### Required action
Beginning with the line that contains "surface in this photo, one per instance.", output each line below exactly through the last one, both included, and nothing else.

### Given information
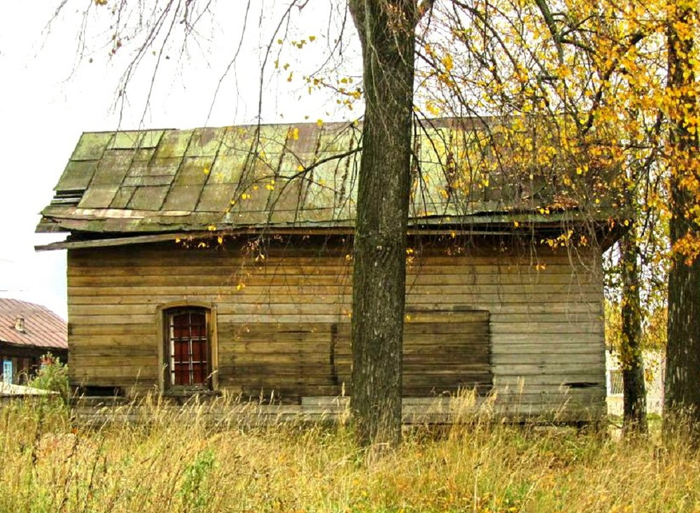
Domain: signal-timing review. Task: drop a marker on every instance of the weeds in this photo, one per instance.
(188, 460)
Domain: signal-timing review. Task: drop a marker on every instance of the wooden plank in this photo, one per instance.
(326, 275)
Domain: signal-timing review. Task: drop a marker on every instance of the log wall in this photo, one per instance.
(529, 322)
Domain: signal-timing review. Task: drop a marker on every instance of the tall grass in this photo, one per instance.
(180, 461)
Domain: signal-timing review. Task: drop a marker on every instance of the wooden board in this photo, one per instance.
(283, 323)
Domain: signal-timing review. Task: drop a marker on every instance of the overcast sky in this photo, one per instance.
(46, 102)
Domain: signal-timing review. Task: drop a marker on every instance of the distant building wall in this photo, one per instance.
(654, 368)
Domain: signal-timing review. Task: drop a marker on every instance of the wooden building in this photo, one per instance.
(220, 259)
(28, 332)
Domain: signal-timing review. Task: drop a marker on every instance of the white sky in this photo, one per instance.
(46, 103)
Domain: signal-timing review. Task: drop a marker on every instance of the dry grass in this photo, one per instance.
(179, 462)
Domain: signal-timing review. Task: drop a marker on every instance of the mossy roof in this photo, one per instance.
(294, 176)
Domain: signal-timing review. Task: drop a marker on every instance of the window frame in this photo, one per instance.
(164, 355)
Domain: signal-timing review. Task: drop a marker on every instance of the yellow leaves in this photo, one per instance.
(447, 62)
(432, 108)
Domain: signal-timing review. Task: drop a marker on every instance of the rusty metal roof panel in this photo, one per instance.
(77, 175)
(148, 197)
(173, 144)
(91, 146)
(29, 324)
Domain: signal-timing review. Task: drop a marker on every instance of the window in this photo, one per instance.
(615, 382)
(188, 353)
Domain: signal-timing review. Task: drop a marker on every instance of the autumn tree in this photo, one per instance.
(386, 30)
(682, 394)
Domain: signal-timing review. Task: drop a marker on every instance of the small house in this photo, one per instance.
(28, 332)
(219, 259)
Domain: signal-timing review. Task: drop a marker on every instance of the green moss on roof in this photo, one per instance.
(290, 175)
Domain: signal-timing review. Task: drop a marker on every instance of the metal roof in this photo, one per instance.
(299, 176)
(28, 324)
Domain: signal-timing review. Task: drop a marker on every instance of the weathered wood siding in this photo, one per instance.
(277, 318)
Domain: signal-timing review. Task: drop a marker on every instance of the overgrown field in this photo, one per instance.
(179, 462)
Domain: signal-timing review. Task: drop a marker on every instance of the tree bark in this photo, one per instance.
(682, 386)
(631, 356)
(386, 29)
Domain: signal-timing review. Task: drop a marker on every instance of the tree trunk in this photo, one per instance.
(682, 388)
(634, 398)
(386, 29)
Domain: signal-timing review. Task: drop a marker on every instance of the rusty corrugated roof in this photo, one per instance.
(28, 324)
(297, 175)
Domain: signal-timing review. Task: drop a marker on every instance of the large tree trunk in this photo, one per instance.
(634, 399)
(682, 394)
(386, 29)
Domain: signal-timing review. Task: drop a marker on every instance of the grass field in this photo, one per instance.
(178, 462)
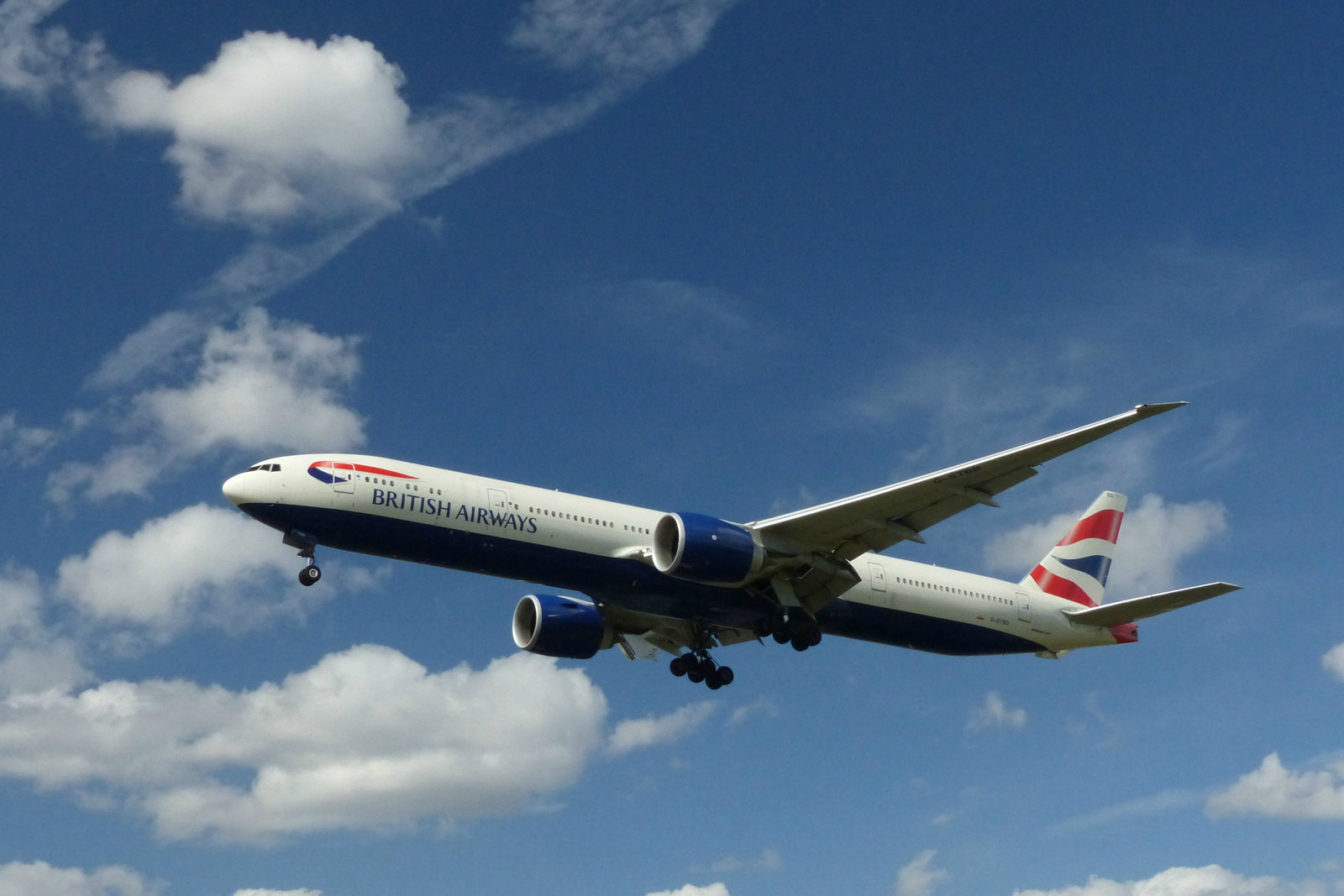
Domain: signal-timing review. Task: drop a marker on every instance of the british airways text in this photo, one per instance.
(438, 508)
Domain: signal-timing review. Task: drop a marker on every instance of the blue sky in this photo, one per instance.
(725, 257)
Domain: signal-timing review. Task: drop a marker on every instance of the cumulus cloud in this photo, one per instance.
(201, 564)
(635, 734)
(995, 714)
(366, 739)
(265, 383)
(1276, 792)
(40, 879)
(24, 445)
(33, 658)
(260, 385)
(1334, 661)
(1155, 539)
(1211, 880)
(691, 889)
(280, 128)
(920, 878)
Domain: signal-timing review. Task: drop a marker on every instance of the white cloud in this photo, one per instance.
(1211, 880)
(1155, 539)
(261, 385)
(764, 707)
(617, 38)
(1334, 661)
(691, 889)
(366, 739)
(265, 383)
(1274, 792)
(198, 564)
(24, 445)
(769, 860)
(635, 734)
(920, 878)
(40, 879)
(995, 714)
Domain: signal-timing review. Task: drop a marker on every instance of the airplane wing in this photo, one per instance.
(1122, 611)
(837, 532)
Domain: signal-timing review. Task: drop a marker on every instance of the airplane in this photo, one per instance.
(685, 584)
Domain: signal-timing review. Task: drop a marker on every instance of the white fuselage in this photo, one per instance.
(407, 511)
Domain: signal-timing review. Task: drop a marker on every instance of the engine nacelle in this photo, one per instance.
(702, 548)
(557, 626)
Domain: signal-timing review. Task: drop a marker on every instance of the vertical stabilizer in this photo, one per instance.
(1077, 567)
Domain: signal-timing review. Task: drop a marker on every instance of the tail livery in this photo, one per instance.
(1077, 567)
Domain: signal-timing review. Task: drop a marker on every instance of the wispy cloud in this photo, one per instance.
(366, 739)
(1142, 808)
(921, 878)
(638, 734)
(1277, 792)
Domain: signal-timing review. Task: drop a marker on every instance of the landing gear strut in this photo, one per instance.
(307, 546)
(797, 629)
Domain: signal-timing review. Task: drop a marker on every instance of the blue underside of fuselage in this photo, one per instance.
(625, 584)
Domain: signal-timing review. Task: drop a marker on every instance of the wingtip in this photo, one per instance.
(1159, 407)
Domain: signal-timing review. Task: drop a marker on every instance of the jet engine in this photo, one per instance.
(702, 548)
(557, 626)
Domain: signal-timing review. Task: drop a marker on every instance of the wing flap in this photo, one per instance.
(1152, 605)
(879, 519)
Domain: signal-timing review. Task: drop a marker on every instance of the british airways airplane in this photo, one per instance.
(687, 584)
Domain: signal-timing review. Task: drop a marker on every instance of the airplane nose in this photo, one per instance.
(234, 490)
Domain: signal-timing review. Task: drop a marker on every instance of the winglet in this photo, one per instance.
(1160, 407)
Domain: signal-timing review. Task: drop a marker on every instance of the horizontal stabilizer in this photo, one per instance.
(1122, 611)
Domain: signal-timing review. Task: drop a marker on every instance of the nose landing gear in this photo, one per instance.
(309, 574)
(307, 546)
(698, 667)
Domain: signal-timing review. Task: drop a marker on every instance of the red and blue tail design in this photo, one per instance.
(1077, 567)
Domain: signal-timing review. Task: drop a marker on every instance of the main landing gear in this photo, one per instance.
(309, 574)
(698, 667)
(797, 629)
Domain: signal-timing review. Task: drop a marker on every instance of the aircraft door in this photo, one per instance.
(878, 584)
(343, 477)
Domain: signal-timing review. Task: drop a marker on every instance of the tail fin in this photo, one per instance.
(1077, 567)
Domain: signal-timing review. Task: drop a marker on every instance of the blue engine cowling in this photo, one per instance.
(702, 548)
(557, 626)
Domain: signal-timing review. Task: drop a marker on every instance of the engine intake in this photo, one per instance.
(702, 548)
(557, 626)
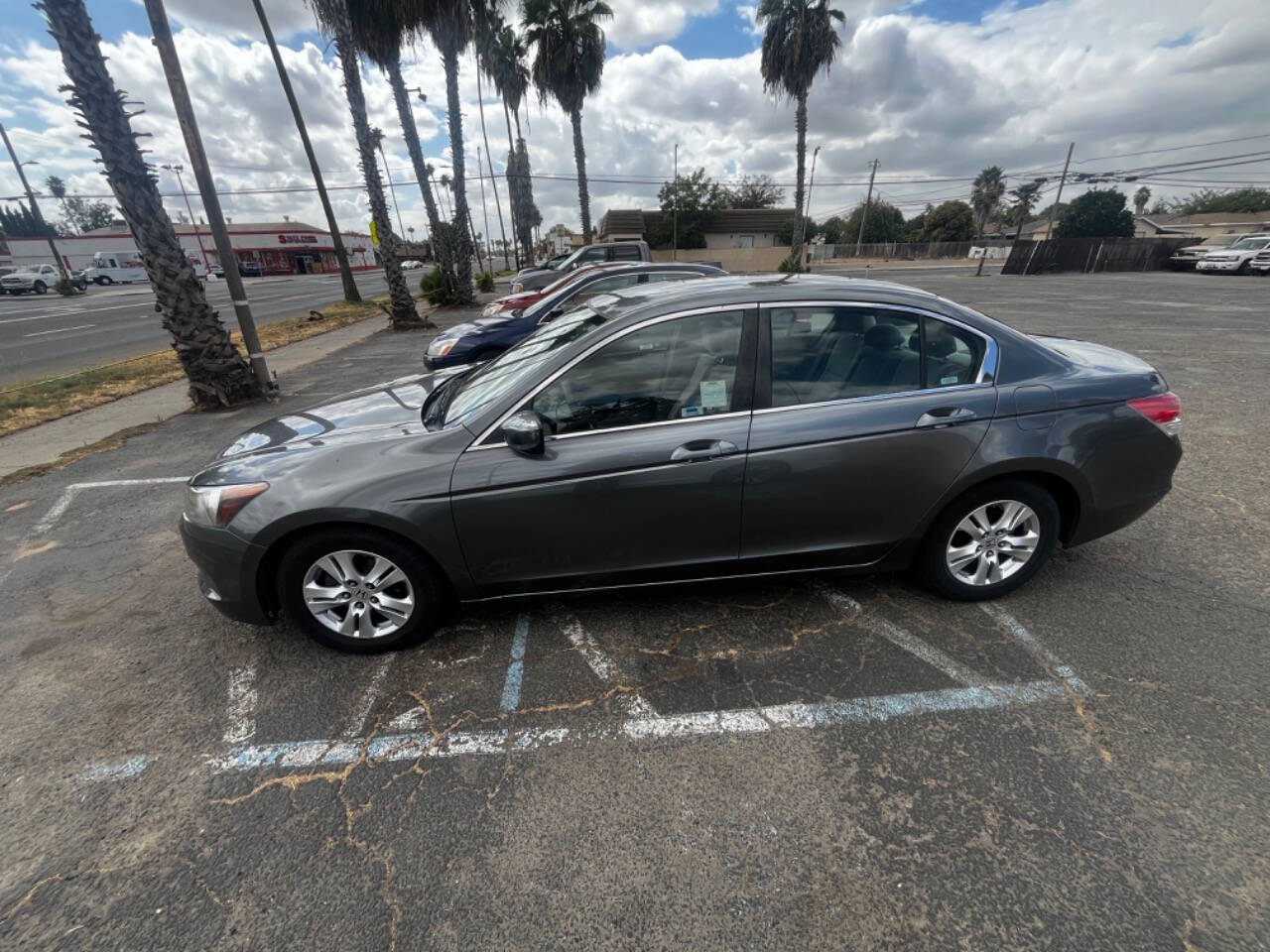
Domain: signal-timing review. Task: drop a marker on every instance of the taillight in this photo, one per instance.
(1165, 411)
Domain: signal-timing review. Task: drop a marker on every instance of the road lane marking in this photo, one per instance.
(1048, 658)
(516, 666)
(241, 706)
(60, 330)
(602, 665)
(928, 653)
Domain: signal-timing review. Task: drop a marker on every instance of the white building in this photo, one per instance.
(278, 248)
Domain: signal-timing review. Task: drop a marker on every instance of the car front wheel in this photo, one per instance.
(358, 590)
(989, 540)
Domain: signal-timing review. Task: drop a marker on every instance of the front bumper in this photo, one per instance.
(227, 571)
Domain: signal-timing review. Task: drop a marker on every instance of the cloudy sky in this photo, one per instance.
(934, 89)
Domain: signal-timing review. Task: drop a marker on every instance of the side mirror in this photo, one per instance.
(524, 433)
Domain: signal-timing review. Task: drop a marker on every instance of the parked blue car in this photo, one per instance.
(486, 338)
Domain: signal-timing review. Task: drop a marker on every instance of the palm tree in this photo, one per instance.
(379, 32)
(1139, 200)
(334, 18)
(486, 22)
(801, 40)
(511, 77)
(1025, 200)
(345, 273)
(217, 373)
(989, 185)
(570, 58)
(448, 23)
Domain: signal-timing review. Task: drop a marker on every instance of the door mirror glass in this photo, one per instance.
(522, 431)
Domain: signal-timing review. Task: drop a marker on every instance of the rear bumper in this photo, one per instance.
(227, 570)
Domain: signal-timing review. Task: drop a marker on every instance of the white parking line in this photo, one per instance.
(752, 720)
(899, 638)
(1047, 657)
(603, 666)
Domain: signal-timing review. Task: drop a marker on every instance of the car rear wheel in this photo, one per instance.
(989, 540)
(358, 590)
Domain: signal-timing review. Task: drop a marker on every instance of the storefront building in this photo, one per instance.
(277, 248)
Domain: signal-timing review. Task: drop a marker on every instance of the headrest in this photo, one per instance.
(884, 336)
(853, 321)
(940, 347)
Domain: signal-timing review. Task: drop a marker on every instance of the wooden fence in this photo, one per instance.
(1092, 254)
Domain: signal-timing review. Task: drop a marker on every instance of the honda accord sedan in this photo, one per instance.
(677, 431)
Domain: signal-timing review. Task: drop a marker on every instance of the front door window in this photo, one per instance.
(670, 371)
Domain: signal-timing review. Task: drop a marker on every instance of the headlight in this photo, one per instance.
(440, 347)
(217, 506)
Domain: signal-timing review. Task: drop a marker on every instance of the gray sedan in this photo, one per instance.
(666, 433)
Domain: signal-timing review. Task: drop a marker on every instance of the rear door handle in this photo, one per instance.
(945, 416)
(702, 449)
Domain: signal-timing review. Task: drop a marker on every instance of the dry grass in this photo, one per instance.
(39, 402)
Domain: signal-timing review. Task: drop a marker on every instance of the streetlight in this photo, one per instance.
(177, 171)
(35, 206)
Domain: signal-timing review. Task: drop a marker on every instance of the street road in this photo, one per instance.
(46, 334)
(781, 763)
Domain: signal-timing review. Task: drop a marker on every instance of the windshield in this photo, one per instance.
(515, 368)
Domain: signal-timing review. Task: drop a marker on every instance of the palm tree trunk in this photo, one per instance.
(217, 373)
(489, 160)
(441, 246)
(579, 154)
(512, 188)
(345, 273)
(463, 263)
(801, 126)
(403, 313)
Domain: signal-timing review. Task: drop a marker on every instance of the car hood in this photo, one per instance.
(385, 412)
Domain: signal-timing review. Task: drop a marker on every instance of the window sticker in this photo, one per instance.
(714, 394)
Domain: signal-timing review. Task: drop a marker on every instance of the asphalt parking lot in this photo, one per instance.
(788, 763)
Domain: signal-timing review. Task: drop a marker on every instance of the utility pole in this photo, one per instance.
(177, 171)
(35, 207)
(1053, 208)
(207, 188)
(864, 214)
(675, 208)
(807, 207)
(336, 243)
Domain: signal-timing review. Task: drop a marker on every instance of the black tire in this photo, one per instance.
(305, 552)
(933, 565)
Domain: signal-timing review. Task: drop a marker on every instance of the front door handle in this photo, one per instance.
(945, 416)
(702, 449)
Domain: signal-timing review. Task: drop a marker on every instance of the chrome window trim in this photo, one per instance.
(479, 443)
(988, 367)
(871, 398)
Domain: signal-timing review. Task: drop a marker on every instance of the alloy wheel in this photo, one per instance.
(358, 594)
(992, 542)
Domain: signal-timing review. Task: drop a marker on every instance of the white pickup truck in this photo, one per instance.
(37, 278)
(116, 268)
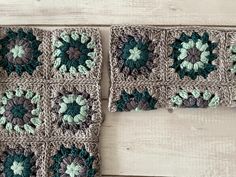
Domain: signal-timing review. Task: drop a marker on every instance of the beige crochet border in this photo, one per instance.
(47, 82)
(162, 82)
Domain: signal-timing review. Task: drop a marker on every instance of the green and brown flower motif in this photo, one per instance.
(73, 110)
(19, 111)
(18, 162)
(19, 52)
(73, 162)
(195, 99)
(136, 101)
(233, 58)
(193, 55)
(74, 53)
(135, 57)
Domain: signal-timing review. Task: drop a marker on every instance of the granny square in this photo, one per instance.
(22, 159)
(195, 55)
(192, 67)
(24, 53)
(50, 108)
(73, 159)
(77, 54)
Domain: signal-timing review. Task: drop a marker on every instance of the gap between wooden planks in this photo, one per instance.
(185, 143)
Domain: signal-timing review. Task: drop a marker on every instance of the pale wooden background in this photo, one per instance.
(185, 143)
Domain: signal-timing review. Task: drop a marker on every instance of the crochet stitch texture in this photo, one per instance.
(50, 109)
(187, 67)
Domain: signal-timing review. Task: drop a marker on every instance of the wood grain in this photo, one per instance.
(185, 143)
(106, 12)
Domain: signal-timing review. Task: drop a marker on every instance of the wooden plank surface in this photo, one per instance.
(185, 143)
(106, 12)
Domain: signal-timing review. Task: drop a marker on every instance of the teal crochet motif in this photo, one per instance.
(74, 53)
(19, 111)
(18, 163)
(135, 58)
(136, 101)
(19, 52)
(72, 162)
(195, 99)
(193, 55)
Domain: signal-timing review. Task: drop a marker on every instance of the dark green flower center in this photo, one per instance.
(18, 111)
(73, 109)
(194, 55)
(73, 53)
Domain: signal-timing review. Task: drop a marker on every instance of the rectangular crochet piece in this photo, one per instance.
(185, 67)
(50, 109)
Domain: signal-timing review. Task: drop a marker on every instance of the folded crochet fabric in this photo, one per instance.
(50, 109)
(186, 67)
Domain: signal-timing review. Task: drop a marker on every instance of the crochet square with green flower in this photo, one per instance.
(194, 67)
(50, 108)
(76, 54)
(195, 55)
(23, 52)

### Problem solution
Domain: signal-timing review. Task: drop a marker on every instance of the wooden plank surface in this photo, one per instance.
(185, 143)
(106, 12)
Domain: signal-timing review. Task: drop a marker on every instance of the teal crochet motif in this photo, one per instance.
(74, 53)
(19, 111)
(18, 163)
(135, 58)
(136, 101)
(19, 52)
(72, 162)
(195, 99)
(193, 55)
Domain: signal-timing review. Task: drop a marker on every instance of the dark green flower center in this photo, one per instance.
(18, 111)
(73, 109)
(194, 55)
(73, 53)
Domain: signal-timing review. Task: drop a marker on every instance of the rectangular crochet piece in this photo, one per instance.
(185, 67)
(50, 109)
Domain: signal-timing review. Task: drop a marker on every instance of the folded crochet fabric in this photo, one per instance.
(50, 109)
(186, 67)
Domain: signal-timing review. Task: drop a marker on every instance of the crochet square with green flower in this photo, one per instance.
(194, 67)
(50, 108)
(76, 54)
(195, 55)
(23, 52)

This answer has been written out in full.